[Start of Attachment]
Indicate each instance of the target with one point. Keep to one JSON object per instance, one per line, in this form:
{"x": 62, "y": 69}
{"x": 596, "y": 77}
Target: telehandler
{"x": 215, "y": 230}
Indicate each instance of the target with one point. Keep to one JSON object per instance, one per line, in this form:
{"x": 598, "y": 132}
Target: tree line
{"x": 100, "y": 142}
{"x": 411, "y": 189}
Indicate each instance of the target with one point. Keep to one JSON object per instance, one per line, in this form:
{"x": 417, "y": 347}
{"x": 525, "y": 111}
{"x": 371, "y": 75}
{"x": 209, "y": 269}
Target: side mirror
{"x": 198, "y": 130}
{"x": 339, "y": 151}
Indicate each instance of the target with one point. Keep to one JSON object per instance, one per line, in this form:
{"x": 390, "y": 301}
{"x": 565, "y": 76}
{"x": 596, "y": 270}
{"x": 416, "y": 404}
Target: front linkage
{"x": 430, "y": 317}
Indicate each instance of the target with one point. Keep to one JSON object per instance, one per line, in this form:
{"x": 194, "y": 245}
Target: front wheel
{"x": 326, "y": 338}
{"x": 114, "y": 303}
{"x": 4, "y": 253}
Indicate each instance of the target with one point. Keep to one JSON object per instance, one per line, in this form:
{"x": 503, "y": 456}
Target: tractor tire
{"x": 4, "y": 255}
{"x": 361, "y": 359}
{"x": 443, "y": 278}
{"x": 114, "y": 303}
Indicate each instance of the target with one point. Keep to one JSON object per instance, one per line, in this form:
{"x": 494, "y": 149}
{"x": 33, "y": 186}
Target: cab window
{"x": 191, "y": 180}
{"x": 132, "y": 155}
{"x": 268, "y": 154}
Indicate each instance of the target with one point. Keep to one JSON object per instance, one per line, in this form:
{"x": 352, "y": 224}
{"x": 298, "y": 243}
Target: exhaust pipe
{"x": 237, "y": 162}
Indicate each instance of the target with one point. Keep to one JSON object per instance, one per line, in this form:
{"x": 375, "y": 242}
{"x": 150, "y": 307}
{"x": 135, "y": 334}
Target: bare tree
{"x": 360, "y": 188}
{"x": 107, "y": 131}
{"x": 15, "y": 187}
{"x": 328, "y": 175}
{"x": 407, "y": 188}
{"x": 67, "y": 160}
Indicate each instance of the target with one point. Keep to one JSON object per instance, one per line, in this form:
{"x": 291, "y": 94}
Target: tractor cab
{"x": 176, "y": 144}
[End of Attachment]
*Description of the task:* Write the listing out again, matching every line exactly.

*Task response:*
Indicate each instance of the target with one point. Keep to one JSON object per instance, one per line, in this form:
{"x": 62, "y": 69}
{"x": 596, "y": 77}
Target: telehandler
{"x": 215, "y": 230}
Indicate each instance of the target with one point. Keep to one JSON object per instance, one per line, in this form:
{"x": 598, "y": 132}
Target: tree line
{"x": 100, "y": 142}
{"x": 411, "y": 189}
Indicate each instance of the target with one point. Keep to one JSON object per instance, one per line, in this form:
{"x": 417, "y": 347}
{"x": 525, "y": 111}
{"x": 371, "y": 75}
{"x": 209, "y": 269}
Target: side mirror
{"x": 198, "y": 130}
{"x": 339, "y": 151}
Indicate each instance of the target with one point. Keep to one JSON object per instance, one per line, in this form:
{"x": 390, "y": 301}
{"x": 565, "y": 76}
{"x": 596, "y": 270}
{"x": 416, "y": 404}
Target: front linkage
{"x": 430, "y": 317}
Indicate each instance of the target with one point. Keep to one JSON object per instance, one per line, in this form:
{"x": 194, "y": 245}
Target: front wheel
{"x": 326, "y": 338}
{"x": 114, "y": 303}
{"x": 4, "y": 253}
Indicate each instance of the target with one point. Keep to one JSON object per instance, one per line, in this form:
{"x": 503, "y": 456}
Target: tractor tire
{"x": 4, "y": 255}
{"x": 361, "y": 359}
{"x": 443, "y": 278}
{"x": 114, "y": 303}
Indicate each instance of the target with one point. Keep to one JSON object per instance, one per line, in this form:
{"x": 494, "y": 149}
{"x": 33, "y": 186}
Target: cab window
{"x": 191, "y": 180}
{"x": 132, "y": 155}
{"x": 268, "y": 154}
Indicate each instance of the target with one point. Keep to one JSON object per instance, one per line, in this form:
{"x": 352, "y": 224}
{"x": 298, "y": 243}
Target: exhaust pipe
{"x": 237, "y": 162}
Indicate each instance of the target with one point. Keep to one JSON object per instance, one per line, in this form:
{"x": 375, "y": 242}
{"x": 150, "y": 307}
{"x": 135, "y": 334}
Target: bare tree
{"x": 360, "y": 188}
{"x": 107, "y": 131}
{"x": 15, "y": 187}
{"x": 328, "y": 175}
{"x": 407, "y": 188}
{"x": 67, "y": 160}
Indicate each instance of the target with one point. Keep to one JSON object per instance, one per line, in this form:
{"x": 291, "y": 94}
Target: tractor cab
{"x": 176, "y": 144}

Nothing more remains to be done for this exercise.